Text provided.
============

Sunday, May 24, 2015

Cloudera Hadoop Cluster Installation on Ubuntu 14.04




Cloudera Hadoop Cluster Installation

Prerequisites: 

  • Ubuntu 14.04 is installed on all nodes in the cluster.
  • The system should be connected to the internet.


    For the Installation of Ubuntu Linux, following tutorial will be useful:
    Setting up Hadoop and monitoring them turns out to be cumbersome for new users. Cloudera seems to be doing great service by making it simpler. Cloudera Manager simplifies the installation and configuration process of Hadoop Cluster.
   Cloudera Manager is the industry's first and most sophisticated management application for Apache Hadoop and the enterprise data hub. Cloudera Manager automates the installation of the Oracle JDK, Cloudera Manager Server, CDH, embedded PostgreSQL database and Cloudera Manager Agent with managed service software on cluster hosts. It also configures databases for the Cloudera Manager Server and Hive Metastore and optionally Cloudera Management Service roles.
Basically there are two methods of installing Cloudera Hadoop cluster:

  1.  Automated Method
  2.  Manual Method

As I am the fan automated things, I will proceed with the automated method. Though it is said to be automated, most of the configuration settings have to be done manually. To use this method, server and cluster hosts must satisfy the following system requirements:
  • Provide the ability to log in to the Cloudera Manager Server host using a root account or an account that has password-less sudo permission.
  • Allow the Cloudera Manager Server host to have uniform SSH access on the same port to all hosts.
  • Assignment of static IP address and hostnames.
I will explain above points shortly.


 Steps for Installing Cloudera-Manager:

  1. Make User Account for Hadoop User i.e. cloudera
  2. Make password less sudo access
  3. Assignment of static IP address and hostname
  4.  Installation and Configuration of SSH
  5.  Open the Relevant Ports
  6. Remove Previous Versions if partially installed
  7. Disable Firewall
  8.  Disable Swapping
  9. Enable backward compatibility in Ubuntu 14.04
  10.   Download Cloudera Manager Setup
  11.  Run Cloudera Manager Installer


Now we will see each step in detail:

Step1: Make User Account for Hadoop User

Make new user account for Hadoop user. We will create the new user account named ‘cloudera’, and set the password. Apply the same procedure for all nodes. Use the following commands to accomplish this task:

sudo useradd -m -g users -s /bin/bash cloudera;
sudo passwd cloudera;

After that Login with the ‘cloudera’ user account and proceed to next step.

============

Work instructions.
1/ Can you rewrite the paragraph of the Cloudera installation guide that begins "Cloudera Manager is the industry's first" as a short list that keeps its main facts?
2/ Return the part of the Cloudera installation guide that opens with the words containing "Basically there are" and closes with "password-less sudo permission.".

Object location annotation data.
============

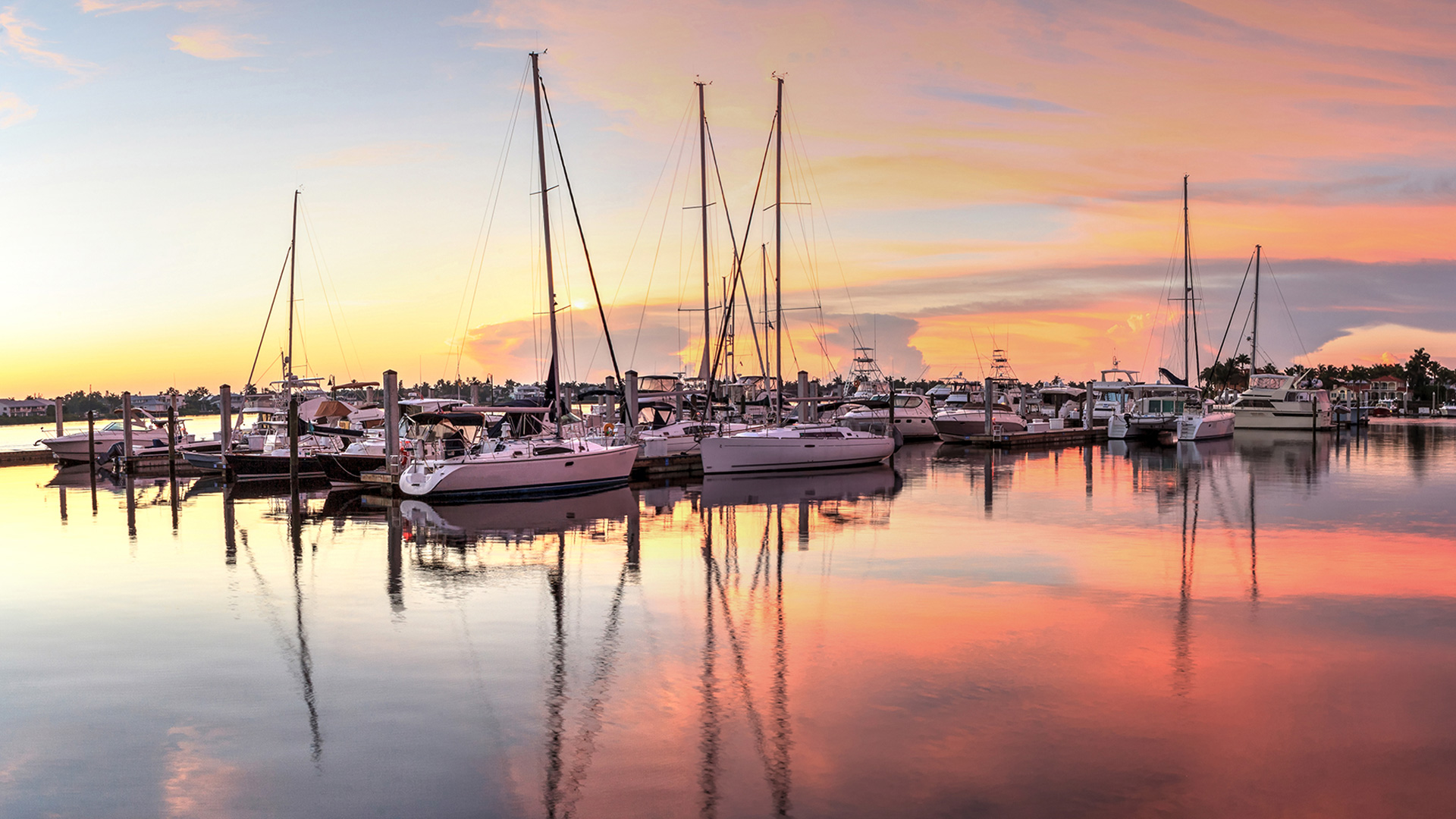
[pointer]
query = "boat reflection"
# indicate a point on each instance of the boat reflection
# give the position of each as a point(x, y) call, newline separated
point(513, 521)
point(820, 487)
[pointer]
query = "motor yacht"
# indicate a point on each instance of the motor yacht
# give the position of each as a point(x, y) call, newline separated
point(913, 416)
point(797, 447)
point(1277, 403)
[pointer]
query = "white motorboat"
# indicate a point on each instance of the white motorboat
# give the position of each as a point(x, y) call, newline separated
point(506, 465)
point(913, 416)
point(682, 438)
point(1277, 403)
point(522, 466)
point(1201, 420)
point(959, 426)
point(146, 430)
point(797, 447)
point(1153, 409)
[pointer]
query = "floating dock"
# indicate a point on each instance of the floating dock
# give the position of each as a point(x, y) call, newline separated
point(27, 458)
point(688, 464)
point(1050, 438)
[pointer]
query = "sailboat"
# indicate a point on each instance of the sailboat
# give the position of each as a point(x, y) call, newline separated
point(1175, 409)
point(683, 433)
point(795, 447)
point(1274, 401)
point(526, 466)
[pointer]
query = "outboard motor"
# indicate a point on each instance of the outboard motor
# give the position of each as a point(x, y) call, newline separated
point(111, 455)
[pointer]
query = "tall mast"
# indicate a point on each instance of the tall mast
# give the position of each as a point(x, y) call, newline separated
point(293, 259)
point(551, 283)
point(778, 251)
point(1254, 344)
point(1188, 375)
point(702, 174)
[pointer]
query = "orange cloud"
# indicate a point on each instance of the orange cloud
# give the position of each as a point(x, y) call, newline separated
point(14, 37)
point(14, 110)
point(216, 44)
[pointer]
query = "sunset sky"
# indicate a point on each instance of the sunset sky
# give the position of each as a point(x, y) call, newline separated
point(981, 175)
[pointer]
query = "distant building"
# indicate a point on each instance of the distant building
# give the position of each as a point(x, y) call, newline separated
point(1388, 388)
point(12, 409)
point(155, 404)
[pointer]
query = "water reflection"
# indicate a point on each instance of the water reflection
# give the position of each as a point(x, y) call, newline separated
point(1244, 627)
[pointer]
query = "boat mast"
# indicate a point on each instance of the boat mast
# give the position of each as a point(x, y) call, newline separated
point(1254, 341)
point(551, 283)
point(702, 165)
point(778, 253)
point(1188, 375)
point(293, 259)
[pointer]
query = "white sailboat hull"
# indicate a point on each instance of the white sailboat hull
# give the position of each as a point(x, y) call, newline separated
point(1206, 428)
point(582, 468)
point(772, 453)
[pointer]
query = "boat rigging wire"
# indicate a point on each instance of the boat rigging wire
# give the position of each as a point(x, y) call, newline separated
point(271, 305)
point(319, 268)
point(647, 295)
point(1277, 289)
point(1234, 312)
point(582, 232)
point(482, 240)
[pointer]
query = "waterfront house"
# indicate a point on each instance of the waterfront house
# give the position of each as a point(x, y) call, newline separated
point(14, 409)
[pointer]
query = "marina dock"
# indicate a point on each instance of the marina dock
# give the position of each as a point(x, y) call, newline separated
point(1052, 438)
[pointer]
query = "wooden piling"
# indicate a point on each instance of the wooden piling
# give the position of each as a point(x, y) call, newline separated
point(172, 444)
point(293, 444)
point(989, 400)
point(631, 400)
point(392, 463)
point(226, 398)
point(126, 426)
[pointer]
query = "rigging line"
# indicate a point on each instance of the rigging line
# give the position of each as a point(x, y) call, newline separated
point(642, 224)
point(679, 145)
point(1288, 312)
point(1234, 312)
point(1158, 311)
point(737, 253)
point(328, 275)
point(313, 251)
point(582, 232)
point(271, 305)
point(482, 238)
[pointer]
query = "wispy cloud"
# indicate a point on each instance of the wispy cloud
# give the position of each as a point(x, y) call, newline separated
point(216, 42)
point(15, 38)
point(14, 110)
point(999, 101)
point(378, 155)
point(118, 6)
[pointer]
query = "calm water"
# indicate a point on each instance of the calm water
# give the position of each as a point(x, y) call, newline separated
point(1260, 627)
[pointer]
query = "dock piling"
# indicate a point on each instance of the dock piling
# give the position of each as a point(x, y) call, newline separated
point(631, 400)
point(392, 423)
point(989, 400)
point(226, 400)
point(126, 428)
point(172, 444)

============

Solutions to each task.
1/
- Cloudera Manager is the industry's first and most sophisticated management application for Apache Hadoop and the enterprise data hub.
- It automates installation on cluster hosts of the Oracle JDK, Cloudera Manager Server, CDH, an embedded PostgreSQL database, and Cloudera Manager Agent with managed service software.
- It configures databases for the Cloudera Manager Server and Hive Metastore.
- It can optionally configure Cloudera Management Service roles.

2/
Basically there are two methods of installing Cloudera Hadoop cluster:

  1.  Automated Method
  2.  Manual Method

As I am the fan automated things, I will proceed with the automated method. Though it is said to be automated, most of the configuration settings have to be done manually. To use this method, server and cluster hosts must satisfy the following system requirements:
  • Provide the ability to log in to the Cloudera Manager Server host using a root account or an account that has password-less sudo permission.